Task brief: Output all of the data below exactly as given.

^^^^^^^^

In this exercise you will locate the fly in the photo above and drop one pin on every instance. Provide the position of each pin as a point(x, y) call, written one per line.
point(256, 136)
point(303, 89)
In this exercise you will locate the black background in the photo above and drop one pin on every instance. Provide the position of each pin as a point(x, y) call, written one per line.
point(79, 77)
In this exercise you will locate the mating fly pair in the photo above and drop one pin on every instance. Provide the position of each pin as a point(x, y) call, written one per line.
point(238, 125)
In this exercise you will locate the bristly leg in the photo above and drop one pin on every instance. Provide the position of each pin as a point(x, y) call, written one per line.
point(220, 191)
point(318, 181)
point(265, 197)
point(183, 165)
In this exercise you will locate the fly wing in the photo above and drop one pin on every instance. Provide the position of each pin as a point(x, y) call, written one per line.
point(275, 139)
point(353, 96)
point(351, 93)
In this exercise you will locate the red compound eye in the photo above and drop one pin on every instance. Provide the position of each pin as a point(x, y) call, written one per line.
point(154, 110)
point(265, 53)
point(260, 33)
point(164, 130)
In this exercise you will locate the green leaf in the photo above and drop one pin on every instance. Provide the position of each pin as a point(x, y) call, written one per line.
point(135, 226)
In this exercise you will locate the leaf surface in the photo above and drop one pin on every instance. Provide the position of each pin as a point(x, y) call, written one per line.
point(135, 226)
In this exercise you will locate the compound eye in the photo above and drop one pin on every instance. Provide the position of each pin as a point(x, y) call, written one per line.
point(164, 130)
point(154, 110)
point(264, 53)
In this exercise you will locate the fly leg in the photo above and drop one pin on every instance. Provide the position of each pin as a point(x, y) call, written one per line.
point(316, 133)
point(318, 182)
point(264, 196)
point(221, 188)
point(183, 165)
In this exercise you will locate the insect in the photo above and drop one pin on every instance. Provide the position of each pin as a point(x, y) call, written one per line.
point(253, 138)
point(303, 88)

^^^^^^^^

Exercise result:
In this exercise you will locate the fly in the photo above and drop one pin on every instance. Provide the position of each pin as a point(x, y) call, written one per line.
point(256, 136)
point(303, 89)
In this exercise you will locate the black background in the photo above and drop one pin on every instance. Provide the position of each pin as a point(x, y) call, written one per line.
point(79, 77)
In this exercise you will locate the mating fly pair in the photo above and drop one pin on every instance. Provide the position of each pin as a point(x, y) call, written one per line.
point(238, 125)
In this exercise you will locate the bristly leg in the photo above and drop one pin on every instance. Provide the position of each pin as a point(x, y) call, written one per line.
point(220, 191)
point(318, 181)
point(265, 197)
point(183, 165)
In this exercise you will locate the fly wing in the photo above and drop one pin on every instance. Provide the position of each pin as a point(x, y) call, written one per line.
point(275, 139)
point(353, 96)
point(351, 93)
In this exercise you will locate the red compound eye in the photo above and drop one pin on every instance. Provide the position of each pin as a point(x, y) call, written one per line.
point(154, 110)
point(265, 53)
point(260, 33)
point(164, 130)
In this exercise you will locate the green leaf in the photo above and drop one pin on every instance. Provide the position of each pin as a point(x, y) call, written one per line.
point(135, 226)
In this exercise you will locate the leaf surface in the photo above and drop one pin on every instance. Provide the position of each pin as a point(x, y) call, written one per line.
point(135, 226)
In this exercise you will locate the compound eye in the photo above and drop one pin on every instance. Provide the position of each pin as a point(x, y) call, written one per line.
point(164, 130)
point(154, 110)
point(264, 53)
In this exercise you will locate the fly leg in the photo above and drop one pin on every instance. Provide the position of each pin as a point(x, y) call, written one per line.
point(316, 133)
point(318, 182)
point(264, 196)
point(221, 188)
point(183, 165)
In this exercise you will locate the insect in the photo above and drop one pin on every instance. Provide the position of each pin as a point(x, y) call, written one per line.
point(253, 138)
point(303, 88)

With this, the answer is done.